==== Extracted material
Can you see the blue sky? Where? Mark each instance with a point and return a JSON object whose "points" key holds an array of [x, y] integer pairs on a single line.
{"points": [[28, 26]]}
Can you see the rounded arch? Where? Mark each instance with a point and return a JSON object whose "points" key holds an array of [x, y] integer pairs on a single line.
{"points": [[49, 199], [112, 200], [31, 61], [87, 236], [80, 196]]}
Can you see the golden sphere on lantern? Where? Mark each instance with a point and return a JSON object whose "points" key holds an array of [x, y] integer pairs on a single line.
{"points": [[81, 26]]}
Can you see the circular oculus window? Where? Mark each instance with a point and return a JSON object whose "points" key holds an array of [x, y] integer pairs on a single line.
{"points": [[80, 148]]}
========
==== Extracted material
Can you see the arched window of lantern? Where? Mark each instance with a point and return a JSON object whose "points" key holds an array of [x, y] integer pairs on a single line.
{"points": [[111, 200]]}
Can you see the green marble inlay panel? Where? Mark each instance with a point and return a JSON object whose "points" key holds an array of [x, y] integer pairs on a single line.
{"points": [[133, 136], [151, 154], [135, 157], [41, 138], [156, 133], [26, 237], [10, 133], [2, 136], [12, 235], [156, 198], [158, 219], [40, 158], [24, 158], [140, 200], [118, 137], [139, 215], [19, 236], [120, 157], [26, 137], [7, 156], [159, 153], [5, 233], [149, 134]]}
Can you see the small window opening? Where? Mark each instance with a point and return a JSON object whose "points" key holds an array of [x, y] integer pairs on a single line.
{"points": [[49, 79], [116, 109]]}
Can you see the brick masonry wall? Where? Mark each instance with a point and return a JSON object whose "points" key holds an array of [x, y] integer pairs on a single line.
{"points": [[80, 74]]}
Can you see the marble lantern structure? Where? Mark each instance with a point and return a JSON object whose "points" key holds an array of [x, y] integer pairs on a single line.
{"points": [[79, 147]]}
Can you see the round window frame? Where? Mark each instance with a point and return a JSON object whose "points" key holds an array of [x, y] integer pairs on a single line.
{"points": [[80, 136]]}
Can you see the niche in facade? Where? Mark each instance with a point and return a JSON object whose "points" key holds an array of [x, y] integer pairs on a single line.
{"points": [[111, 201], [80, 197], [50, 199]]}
========
How many lines in the records contain the word "window"? Reply with the number alone.

Correct response »
4